▶ **Extract**:
Swedish citizenship For Members

EXPLAINED: How to get Swedish citizenship via notification

Becky Waterton
Becky Waterton - [email protected]
EXPLAINED: How to get Swedish citizenship via notification
A child under 18 can qualify for citizenship via notification after just three years living in Sweden. Photo: Henrik Montgomery/TT

Sweden’s government has moved to tighten up the rules for citizenship via notification. But what is citizenship via notification, and who is eligible?


Essentially, there are three different routes for getting Swedish citizenship. The first happens automatically by birth or adoption, for children who have at least one Swedish parent at the time of their birth or adoption.

For immigrants, there are two routes. 

Citizenship via application

The first option is medborgarskap genom ansökan (citizenship via application) which is by far the most common option for immigrants applying for citizenship in Sweden. 

This is the most restrictive route for applying for citizenship, with rules requiring you to have lived in Sweden for at least five years, as a general rule (three years for partners or spouses of Swedish citizens and two years for Nordic citizens).

You also have to have “lived an orderly life in Sweden”, by, for example, not having a history of debts with the Swedish Enforcement Authority, as well as an extra qualifying period if you’ve committed a crime. You’ll also need a permanent residence permit or right of residence under EU rules.

It also comes with a hefty fee of 1,500 kronor.


See here for more information on the rules for applying for this kind of citizenship.

Citizenship via notification

The less well-known option is medborgarskap genom anmälan (citizenship through notification). This is available to children who have lived in Sweden for at least three years (two if stateless), young adults between 18 and 21 who have lived in Sweden since they turned 13 (15 if stateless) and Nordic citizens – meaning citizens of Denmark, Norway, Iceland or Finland – who have lived in Sweden for five years or more.

The requirements for citizenship through notification are not as restrictive as citizenship through application. There is, for example, no requirement to have “lived an orderly life”, although those who have been sentenced to prison or other incarceration within the last five years do not qualify.

▶ **Dataset entries**:
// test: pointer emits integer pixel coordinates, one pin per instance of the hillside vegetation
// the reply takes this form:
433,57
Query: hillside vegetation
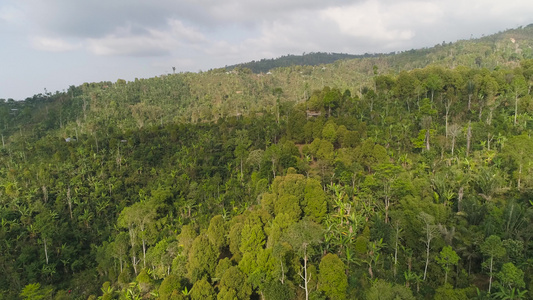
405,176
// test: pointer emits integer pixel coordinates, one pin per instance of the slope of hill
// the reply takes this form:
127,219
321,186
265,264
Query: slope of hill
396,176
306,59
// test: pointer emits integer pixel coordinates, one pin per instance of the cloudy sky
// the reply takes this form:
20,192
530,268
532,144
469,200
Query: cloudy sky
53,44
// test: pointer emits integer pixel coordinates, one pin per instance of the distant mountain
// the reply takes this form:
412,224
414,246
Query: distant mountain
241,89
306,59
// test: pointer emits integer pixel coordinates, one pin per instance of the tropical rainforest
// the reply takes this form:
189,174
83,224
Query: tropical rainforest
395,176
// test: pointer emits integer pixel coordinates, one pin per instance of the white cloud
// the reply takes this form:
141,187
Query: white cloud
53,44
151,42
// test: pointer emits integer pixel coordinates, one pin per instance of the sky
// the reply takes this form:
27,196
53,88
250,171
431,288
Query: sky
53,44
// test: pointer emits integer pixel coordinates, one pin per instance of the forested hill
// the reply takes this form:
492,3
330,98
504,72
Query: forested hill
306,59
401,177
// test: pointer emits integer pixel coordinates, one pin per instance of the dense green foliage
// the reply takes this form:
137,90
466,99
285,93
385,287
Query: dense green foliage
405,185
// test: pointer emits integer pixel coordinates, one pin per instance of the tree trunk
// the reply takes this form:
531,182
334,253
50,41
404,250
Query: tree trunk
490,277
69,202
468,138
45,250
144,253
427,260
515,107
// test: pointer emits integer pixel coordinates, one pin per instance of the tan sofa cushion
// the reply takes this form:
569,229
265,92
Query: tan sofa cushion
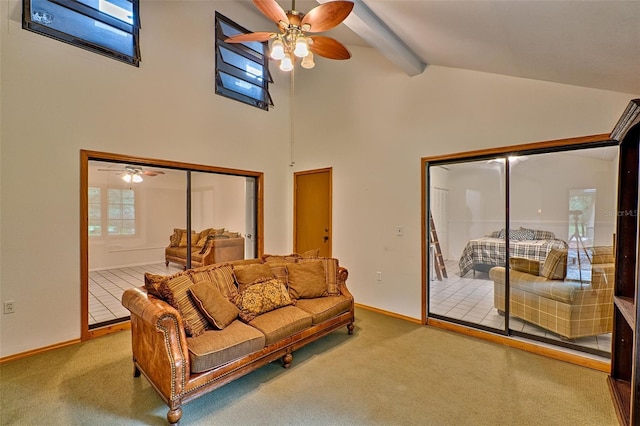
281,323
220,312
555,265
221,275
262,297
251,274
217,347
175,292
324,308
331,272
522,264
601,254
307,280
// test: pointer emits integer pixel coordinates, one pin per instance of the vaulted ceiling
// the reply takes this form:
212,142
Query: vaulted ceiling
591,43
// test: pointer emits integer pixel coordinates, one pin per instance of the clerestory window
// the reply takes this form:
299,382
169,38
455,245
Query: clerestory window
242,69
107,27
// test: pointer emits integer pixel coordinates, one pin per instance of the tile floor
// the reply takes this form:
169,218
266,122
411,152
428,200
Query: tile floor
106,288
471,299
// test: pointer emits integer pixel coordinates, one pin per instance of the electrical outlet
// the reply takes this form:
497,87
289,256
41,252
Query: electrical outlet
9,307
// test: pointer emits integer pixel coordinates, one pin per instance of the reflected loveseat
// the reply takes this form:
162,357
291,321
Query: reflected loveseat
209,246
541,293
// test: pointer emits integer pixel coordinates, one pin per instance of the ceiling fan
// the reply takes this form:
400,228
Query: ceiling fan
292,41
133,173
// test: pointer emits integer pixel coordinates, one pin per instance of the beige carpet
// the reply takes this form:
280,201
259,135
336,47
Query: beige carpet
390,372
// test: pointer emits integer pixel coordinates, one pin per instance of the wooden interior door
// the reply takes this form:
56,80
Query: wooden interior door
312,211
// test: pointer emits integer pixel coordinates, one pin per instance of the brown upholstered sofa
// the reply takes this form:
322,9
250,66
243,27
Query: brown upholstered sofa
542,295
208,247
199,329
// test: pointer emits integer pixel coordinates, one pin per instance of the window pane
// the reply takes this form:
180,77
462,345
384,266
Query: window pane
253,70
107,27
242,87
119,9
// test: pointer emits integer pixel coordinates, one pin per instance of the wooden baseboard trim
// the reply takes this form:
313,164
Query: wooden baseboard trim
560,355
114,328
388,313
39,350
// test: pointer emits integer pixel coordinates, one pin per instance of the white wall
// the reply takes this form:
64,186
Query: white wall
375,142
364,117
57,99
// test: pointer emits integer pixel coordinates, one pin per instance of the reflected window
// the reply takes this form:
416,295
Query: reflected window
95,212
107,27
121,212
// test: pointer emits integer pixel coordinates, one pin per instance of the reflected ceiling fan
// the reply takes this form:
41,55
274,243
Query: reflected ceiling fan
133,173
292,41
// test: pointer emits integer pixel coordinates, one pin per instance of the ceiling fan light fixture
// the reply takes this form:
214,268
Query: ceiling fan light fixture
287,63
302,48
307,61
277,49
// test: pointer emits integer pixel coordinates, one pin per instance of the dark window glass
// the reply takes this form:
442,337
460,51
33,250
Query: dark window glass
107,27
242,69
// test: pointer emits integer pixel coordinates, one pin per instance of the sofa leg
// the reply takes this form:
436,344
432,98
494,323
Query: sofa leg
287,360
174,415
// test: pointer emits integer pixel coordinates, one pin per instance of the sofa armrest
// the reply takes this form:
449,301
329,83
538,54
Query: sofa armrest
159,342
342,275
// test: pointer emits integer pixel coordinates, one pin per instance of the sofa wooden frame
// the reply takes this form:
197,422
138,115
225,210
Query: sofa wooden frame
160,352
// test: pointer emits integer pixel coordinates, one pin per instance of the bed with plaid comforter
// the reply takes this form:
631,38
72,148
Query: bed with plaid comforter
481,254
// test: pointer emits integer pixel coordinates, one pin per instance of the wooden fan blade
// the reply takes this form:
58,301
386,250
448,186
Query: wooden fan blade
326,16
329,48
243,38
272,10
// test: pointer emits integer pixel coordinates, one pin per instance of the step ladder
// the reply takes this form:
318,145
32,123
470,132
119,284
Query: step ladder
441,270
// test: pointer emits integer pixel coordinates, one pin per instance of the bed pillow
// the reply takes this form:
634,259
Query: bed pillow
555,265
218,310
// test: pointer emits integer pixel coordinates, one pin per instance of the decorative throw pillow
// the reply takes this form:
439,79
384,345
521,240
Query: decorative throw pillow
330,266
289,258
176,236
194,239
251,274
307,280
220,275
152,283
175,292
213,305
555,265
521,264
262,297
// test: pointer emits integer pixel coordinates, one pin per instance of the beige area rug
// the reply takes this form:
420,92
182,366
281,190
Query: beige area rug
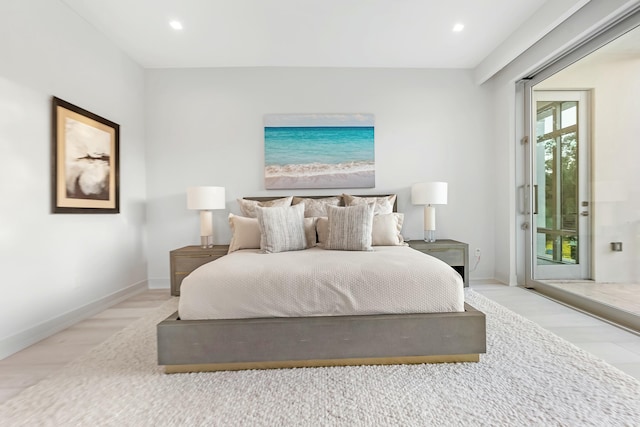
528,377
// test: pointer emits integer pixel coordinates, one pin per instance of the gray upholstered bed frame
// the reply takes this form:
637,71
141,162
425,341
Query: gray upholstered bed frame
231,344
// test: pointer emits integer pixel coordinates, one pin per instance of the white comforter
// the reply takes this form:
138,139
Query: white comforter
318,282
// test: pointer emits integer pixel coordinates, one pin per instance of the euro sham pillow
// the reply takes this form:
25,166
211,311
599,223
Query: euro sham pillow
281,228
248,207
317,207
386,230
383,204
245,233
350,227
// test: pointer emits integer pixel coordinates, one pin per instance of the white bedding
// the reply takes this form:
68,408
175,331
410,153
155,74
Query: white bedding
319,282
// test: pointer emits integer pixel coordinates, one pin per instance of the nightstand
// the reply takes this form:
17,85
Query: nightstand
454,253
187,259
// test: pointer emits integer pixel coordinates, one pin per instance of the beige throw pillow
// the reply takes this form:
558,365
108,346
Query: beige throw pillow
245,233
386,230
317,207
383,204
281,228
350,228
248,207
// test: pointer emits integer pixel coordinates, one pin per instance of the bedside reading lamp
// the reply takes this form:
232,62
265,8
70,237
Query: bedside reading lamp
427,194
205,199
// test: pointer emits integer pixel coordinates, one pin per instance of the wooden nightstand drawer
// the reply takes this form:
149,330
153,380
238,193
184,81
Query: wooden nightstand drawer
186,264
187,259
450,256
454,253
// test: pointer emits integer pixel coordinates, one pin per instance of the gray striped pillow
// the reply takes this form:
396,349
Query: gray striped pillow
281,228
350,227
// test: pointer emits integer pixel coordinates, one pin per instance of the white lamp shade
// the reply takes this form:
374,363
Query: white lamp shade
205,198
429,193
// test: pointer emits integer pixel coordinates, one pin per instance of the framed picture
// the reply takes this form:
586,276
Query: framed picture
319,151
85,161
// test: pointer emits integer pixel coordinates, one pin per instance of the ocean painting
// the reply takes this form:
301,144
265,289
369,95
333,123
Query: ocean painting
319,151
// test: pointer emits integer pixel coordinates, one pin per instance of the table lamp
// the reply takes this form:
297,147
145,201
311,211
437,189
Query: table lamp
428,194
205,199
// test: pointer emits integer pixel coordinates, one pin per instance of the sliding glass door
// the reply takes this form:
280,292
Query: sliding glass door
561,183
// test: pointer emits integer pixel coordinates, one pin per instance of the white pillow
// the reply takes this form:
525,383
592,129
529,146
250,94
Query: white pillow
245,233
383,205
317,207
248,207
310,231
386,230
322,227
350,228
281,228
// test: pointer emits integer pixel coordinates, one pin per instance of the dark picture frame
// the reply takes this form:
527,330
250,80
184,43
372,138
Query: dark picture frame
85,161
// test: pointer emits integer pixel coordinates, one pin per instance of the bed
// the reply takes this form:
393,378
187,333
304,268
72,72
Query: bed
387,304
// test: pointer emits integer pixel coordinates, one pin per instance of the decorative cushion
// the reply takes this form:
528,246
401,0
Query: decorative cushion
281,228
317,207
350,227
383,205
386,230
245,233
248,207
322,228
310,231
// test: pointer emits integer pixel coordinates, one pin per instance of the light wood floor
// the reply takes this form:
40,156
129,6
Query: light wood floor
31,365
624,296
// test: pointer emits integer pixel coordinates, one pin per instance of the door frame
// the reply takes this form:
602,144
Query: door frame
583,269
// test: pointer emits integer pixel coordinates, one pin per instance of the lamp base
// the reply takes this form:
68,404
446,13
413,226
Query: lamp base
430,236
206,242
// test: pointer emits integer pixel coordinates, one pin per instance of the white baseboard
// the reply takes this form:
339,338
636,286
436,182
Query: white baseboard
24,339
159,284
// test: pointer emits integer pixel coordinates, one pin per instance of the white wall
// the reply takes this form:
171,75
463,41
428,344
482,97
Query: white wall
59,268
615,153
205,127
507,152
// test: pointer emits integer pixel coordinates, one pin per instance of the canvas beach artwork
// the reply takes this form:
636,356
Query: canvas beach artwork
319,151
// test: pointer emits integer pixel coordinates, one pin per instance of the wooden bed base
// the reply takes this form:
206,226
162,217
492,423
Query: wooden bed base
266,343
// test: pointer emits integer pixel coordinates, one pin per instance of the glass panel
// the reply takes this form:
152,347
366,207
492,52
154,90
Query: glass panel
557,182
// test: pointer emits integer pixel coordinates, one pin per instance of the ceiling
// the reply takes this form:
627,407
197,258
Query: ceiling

▶ **Questions on the material**:
1 > In the Swedish citizenship article, how many years must a Nordic citizen have lived in Sweden to qualify for citizenship via notification?
2 > Why does the Swedish citizenship article call citizenship via application the most restrictive route? Answer in one to three sentences.
3 > Please rewrite the Swedish citizenship article from "This is the" up to and including "of 1,500 kronor.", changing "hefty" to "steep".
Nothing in the records is needed here.

▶ **Answer set**:
1 > Five years or more.

2 > Its rules generally require at least five years of living in Sweden, or three years for partners or spouses of Swedish citizens and two for Nordic citizens. Applicants must also have "lived an orderly life in Sweden," such as having no history of debts with the Swedish Enforcement Authority, and face an extra qualifying period if they have committed a crime. They also need a permanent residence permit or right of residence under EU rules.

3 >
This is the most restrictive route for applying for citizenship, with rules requiring you to have lived in Sweden for at least five years, as a general rule (three years for partners or spouses of Swedish citizens and two years for Nordic citizens).

You also have to have “lived an orderly life in Sweden”, by, for example, not having a history of debts with the Swedish Enforcement Authority, as well as an extra qualifying period if you’ve committed a crime. You’ll also need a permanent residence permit or right of residence under EU rules.

It also comes with a steep fee of 1,500 kronor.